Written problem: Show every line of the listing below that contains the word "rubble".

* BEGIN Stored records *

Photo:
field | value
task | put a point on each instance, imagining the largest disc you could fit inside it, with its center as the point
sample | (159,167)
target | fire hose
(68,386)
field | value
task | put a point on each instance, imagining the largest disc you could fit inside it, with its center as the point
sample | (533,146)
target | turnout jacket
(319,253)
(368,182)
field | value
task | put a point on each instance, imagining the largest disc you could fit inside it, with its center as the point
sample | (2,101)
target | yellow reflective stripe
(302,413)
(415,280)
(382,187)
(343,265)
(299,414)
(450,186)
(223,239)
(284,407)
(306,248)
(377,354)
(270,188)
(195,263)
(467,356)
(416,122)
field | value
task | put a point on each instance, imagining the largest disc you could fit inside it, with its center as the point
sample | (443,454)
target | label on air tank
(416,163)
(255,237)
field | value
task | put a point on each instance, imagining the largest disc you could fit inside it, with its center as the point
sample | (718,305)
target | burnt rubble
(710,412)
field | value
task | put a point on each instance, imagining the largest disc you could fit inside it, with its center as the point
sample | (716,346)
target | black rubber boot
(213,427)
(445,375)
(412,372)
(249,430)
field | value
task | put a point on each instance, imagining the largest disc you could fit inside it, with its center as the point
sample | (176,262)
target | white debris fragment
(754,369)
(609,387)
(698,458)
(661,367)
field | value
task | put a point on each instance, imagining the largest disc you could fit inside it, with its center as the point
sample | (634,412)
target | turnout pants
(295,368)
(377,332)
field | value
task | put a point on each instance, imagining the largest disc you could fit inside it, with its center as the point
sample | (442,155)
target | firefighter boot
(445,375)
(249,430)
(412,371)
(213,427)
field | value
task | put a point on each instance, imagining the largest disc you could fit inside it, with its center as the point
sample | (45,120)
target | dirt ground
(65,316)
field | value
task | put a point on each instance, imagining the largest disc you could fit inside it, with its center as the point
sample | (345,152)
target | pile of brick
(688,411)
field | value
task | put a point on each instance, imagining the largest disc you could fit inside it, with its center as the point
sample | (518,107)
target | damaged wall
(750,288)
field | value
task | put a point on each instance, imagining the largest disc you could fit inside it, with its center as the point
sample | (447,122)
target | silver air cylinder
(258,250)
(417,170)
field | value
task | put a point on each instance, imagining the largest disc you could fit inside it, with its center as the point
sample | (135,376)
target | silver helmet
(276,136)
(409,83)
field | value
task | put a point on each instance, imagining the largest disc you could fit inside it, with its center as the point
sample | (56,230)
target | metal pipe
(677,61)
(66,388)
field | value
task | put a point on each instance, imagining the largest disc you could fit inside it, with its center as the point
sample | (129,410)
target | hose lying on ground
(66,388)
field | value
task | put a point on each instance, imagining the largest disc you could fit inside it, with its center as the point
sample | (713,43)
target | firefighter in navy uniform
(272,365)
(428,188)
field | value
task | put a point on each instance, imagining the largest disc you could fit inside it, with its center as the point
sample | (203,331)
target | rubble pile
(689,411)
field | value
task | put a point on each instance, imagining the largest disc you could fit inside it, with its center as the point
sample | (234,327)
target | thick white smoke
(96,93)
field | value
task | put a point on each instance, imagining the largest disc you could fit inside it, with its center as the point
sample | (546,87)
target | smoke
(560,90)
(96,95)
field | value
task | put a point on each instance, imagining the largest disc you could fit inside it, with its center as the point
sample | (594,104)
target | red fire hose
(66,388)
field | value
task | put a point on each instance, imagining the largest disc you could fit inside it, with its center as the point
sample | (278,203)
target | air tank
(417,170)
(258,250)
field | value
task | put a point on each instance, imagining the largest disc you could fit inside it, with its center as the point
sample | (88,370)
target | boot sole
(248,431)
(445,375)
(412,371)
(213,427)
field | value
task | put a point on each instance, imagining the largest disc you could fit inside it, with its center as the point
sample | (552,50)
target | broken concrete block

* END Stored records *

Answer for the task:
target | burnt rubble
target | rubble pile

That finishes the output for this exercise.